# [EXCERPT PROVIDED]
■ ■ ■ ■
Sir,
We are grateful to Dr McLeod1 for the interest that he has shown in our paper.2 Rather, then there being a conspiracy to increase the confusion within central retinal artery occlusion (CRAO), our study demonstrates that the disease is incompletely understood. In particular, we disagree with Dr McLeod that the retinal penumbra lasts for more than 24 h. Retinal and cerebrovascular ischaemia share a number of common pathophysiological features and is reflected by the recent extended definition of stroke involving retinal as well as cerebral ischaemia.3
In vitro experiments show that when neuronal cells are deprived of oxygen, that within 5 s, there is evidence of neuronal dysfunction. Within 10 s, cell death occurs. The elegant experiment of Astrup et al4 demonstrated that the penumbra is a function of collateral perfusion and that if there was no resolution of the occlusion, then eventually the penumbra would fail, and infarction would be permanent.
■ ■ ■ ■
# [ASSIGNMENT 1]
Answer these from the letter on central retinal artery occlusion:
(a) How long does Dr McLeod hold that the retinal penumbra lasts?
(b) Within how many seconds does cell death occur in the in vitro experiments described?
(c) Whose experiment showed that the penumbra is a function of collateral perfusion?
# [ASSIGNMENT 2]
Decide whether each statement agrees with the letter on central retinal artery occlusion, and support each decision with a quotation:
(a) The authors accept that the retinal penumbra lasts for more than 24 h.
(b) In vitro, neuronal cells deprived of oxygen show dysfunction within 5 s.
(c) The recent extended definition of stroke covers retinal as well as cerebral ischaemia.
# [ASSIGNMENT 3]
Carry on the letter on central retinal artery occlusion from its final sentence.
The stored data has no connection to the letter on central retinal artery occlusion.

[Stored data]
■ ■ ■ ■
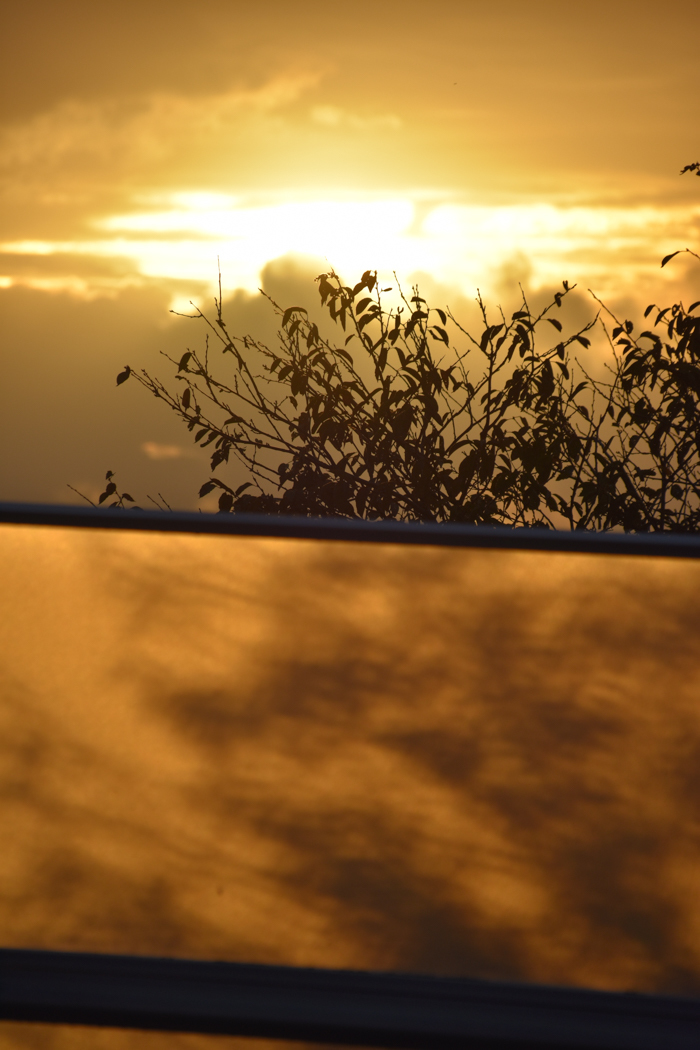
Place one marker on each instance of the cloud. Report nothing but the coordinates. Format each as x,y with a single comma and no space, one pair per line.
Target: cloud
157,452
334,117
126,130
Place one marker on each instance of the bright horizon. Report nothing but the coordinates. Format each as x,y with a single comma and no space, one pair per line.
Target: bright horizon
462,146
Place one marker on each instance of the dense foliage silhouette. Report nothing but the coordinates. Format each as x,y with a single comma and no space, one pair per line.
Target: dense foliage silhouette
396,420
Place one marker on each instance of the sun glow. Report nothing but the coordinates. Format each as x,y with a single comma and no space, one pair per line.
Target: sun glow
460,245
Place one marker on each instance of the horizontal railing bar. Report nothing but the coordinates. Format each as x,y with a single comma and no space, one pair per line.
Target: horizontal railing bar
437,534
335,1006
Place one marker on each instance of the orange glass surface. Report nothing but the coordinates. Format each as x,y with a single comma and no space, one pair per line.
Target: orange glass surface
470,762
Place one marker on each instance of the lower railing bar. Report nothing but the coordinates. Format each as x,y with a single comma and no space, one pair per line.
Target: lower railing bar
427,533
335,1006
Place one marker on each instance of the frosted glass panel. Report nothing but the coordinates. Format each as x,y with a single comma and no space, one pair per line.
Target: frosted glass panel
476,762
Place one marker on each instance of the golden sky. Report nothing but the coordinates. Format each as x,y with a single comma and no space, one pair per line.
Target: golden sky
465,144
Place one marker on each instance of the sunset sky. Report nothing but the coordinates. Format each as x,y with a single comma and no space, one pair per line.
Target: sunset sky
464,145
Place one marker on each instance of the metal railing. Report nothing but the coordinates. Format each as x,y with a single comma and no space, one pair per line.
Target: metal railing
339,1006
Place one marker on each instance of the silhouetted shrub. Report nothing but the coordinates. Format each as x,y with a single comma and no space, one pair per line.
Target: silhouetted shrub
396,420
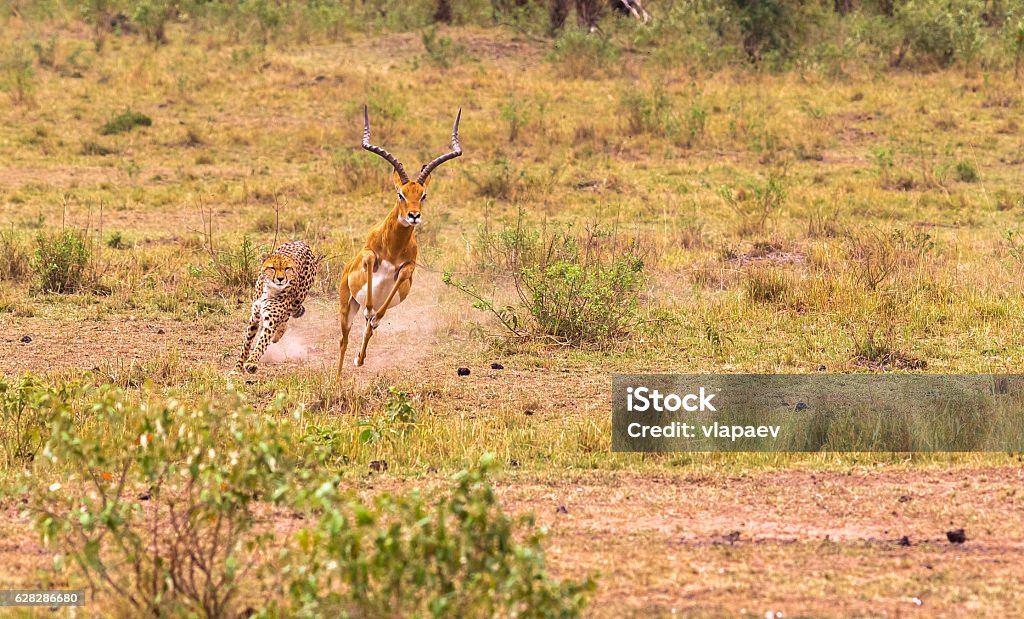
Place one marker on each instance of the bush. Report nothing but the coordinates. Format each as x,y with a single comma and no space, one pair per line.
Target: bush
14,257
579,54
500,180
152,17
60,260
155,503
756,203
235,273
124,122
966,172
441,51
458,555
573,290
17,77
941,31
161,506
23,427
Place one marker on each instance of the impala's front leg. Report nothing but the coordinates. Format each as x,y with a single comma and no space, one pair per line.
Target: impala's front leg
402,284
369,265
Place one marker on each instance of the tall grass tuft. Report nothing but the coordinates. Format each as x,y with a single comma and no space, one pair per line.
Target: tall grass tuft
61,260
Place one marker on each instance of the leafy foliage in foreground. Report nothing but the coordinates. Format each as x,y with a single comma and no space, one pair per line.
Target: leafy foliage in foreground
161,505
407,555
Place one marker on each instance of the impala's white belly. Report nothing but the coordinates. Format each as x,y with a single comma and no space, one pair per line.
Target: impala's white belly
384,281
■ ■ ■ ■
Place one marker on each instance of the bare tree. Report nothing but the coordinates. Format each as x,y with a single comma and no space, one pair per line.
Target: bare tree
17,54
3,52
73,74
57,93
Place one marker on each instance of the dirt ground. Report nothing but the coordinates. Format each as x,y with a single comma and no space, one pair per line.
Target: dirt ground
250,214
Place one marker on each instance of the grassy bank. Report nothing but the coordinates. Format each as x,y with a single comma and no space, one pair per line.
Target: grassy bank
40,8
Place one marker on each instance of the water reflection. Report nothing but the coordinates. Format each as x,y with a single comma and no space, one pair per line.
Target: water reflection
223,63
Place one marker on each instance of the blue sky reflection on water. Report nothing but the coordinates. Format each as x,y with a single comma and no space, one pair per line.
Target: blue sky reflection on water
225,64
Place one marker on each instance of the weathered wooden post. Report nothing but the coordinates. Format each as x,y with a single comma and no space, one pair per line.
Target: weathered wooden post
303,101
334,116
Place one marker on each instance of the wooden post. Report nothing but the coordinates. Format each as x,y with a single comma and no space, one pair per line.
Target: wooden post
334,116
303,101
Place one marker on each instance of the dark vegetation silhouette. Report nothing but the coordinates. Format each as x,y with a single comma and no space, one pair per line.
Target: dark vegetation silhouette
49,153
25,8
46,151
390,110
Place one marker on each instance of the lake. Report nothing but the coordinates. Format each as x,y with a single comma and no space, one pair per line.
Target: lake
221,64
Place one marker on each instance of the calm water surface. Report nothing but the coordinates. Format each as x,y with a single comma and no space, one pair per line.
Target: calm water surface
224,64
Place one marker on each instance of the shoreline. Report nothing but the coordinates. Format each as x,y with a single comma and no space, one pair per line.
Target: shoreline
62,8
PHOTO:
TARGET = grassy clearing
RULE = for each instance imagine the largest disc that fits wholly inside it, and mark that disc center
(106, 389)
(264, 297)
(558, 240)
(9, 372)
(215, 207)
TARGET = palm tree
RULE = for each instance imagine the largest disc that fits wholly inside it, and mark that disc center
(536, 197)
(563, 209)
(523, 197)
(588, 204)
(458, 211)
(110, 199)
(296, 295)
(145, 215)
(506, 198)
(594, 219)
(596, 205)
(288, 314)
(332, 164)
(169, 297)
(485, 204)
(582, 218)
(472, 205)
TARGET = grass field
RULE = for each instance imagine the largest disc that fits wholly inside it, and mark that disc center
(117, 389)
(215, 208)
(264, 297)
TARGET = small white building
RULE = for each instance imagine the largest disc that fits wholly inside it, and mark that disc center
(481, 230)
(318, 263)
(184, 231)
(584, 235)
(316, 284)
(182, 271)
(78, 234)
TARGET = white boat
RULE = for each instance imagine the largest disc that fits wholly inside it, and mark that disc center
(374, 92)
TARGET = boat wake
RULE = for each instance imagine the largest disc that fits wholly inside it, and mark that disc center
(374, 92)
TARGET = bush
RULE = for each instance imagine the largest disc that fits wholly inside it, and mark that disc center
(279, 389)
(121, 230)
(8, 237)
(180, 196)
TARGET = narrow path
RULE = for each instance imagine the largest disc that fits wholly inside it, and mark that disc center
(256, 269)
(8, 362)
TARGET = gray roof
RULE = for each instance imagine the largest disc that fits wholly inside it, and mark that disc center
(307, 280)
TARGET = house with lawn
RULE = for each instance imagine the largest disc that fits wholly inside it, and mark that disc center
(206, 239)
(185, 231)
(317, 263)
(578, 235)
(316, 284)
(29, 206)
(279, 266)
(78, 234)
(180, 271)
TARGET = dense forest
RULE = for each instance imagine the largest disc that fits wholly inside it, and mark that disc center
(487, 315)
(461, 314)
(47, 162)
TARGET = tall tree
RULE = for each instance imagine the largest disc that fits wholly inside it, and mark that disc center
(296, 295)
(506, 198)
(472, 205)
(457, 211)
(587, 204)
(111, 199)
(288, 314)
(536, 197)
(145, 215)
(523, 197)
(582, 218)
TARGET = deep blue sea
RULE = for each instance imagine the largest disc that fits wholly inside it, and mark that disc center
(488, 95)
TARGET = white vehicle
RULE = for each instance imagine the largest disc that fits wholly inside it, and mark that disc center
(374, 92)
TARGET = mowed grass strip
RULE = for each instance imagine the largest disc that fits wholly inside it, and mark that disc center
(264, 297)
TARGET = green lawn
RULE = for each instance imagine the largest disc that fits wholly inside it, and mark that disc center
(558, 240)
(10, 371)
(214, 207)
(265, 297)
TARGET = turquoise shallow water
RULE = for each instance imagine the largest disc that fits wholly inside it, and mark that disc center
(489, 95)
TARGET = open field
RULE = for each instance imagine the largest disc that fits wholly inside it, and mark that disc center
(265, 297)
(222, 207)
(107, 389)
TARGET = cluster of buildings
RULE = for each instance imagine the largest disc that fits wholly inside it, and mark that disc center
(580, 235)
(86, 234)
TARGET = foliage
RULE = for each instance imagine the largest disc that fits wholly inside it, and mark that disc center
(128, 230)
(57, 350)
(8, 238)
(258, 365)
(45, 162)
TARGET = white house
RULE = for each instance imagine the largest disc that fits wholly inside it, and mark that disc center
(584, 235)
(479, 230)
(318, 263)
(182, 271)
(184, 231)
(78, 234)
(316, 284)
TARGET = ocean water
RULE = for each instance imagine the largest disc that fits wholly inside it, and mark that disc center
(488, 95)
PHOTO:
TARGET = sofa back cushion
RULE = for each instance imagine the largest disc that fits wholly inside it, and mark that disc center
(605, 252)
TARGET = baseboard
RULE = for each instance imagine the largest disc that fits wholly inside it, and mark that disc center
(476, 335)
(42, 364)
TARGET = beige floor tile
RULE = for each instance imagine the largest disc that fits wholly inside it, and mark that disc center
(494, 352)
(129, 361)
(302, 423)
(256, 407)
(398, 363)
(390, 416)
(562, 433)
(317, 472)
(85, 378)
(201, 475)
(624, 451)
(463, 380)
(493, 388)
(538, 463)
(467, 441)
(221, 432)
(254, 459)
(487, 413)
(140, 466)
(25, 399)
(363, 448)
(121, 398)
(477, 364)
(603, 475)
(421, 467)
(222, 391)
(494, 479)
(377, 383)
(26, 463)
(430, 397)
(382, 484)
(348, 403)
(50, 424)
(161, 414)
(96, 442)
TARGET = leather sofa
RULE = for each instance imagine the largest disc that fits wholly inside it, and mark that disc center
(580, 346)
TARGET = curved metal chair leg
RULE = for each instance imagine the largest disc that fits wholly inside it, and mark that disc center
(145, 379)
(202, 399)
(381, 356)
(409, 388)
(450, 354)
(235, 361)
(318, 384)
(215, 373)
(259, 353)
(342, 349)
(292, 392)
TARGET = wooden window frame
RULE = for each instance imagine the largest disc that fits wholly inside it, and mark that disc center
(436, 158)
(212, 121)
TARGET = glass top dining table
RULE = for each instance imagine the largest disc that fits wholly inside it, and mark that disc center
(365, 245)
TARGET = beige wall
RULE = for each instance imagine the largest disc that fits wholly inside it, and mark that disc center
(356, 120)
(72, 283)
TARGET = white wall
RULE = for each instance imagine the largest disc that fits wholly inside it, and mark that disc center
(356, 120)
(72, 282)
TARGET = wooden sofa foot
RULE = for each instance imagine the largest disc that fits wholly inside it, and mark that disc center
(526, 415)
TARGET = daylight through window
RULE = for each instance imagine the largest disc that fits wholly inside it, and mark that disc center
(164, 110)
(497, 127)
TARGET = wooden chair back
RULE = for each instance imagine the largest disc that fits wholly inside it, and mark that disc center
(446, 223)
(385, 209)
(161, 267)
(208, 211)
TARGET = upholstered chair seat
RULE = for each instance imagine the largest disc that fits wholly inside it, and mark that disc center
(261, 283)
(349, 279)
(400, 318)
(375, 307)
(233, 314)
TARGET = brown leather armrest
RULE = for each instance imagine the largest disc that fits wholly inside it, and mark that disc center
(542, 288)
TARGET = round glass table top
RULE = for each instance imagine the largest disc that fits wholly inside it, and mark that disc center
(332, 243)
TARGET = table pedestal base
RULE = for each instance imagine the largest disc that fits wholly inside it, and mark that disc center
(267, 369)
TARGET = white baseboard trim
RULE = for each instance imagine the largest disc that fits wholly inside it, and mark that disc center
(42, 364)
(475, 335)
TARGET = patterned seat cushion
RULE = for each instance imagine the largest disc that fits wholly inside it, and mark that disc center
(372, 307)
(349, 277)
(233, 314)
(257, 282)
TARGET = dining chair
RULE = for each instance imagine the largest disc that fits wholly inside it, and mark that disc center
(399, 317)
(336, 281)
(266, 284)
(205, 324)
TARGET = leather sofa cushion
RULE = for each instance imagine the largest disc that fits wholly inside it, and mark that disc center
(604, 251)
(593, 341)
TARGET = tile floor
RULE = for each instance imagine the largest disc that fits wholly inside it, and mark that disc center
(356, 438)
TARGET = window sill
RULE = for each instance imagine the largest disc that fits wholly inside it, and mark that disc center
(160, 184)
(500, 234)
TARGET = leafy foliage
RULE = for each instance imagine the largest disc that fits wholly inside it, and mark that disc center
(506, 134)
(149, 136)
■ ■ ■ ■
# [RESPONSE 1]
(a) More than 24 h.
(b) Within 10 s.
(c) Astrup et al.

# [RESPONSE 2]
(a) No: "we disagree with Dr McLeod that the retinal penumbra lasts for more than 24 h."
(b) Yes: "when neuronal cells are deprived of oxygen, that within 5 s, there is evidence of neuronal dysfunction."
(c) Yes: "the recent extended definition of stroke involving retinal as well as cerebral ischaemia."

# [RESPONSE 3]
In cerebral stroke using perfusion imaging, various groups have demonstrated that the ischaemic penumbra may persist beyond 24 h. However, randomised controlled trials of reperfusion therapy in acute stroke have demonstrated on that in the majority of individuals, the ischaemic penumbra only extends out to 4.5 h and at maximum, 6 h.5, 6
The misperceptions that the retinal penumbra persists for 24 h, initially backed up by observational data, led to the design of two randomised controlled trials that recruited individual with central retinal artery occlusion of beyond 6 h. The EAGLE study recruited subjects up to 19 h of symptom onset,7 while our group conducted a randomised controlled trial of intravenous tPA given to individuals within 24 h of symptom onset.8 Both of these randomised controlled trials were negative studies, however, a signal was seen in individuals who receive tPA within 6 h of symptom onset.8 This mirrors the retinal tolerance time demonstrated in Hayreh’s animal experiments of 4 h.9
Conversely, if the thrombus that initially caused a retinal artery occlusion resolves such that retinal perfusion is restored, then the symptoms will be invariably improved leading to a transient central retinal artery occlusion.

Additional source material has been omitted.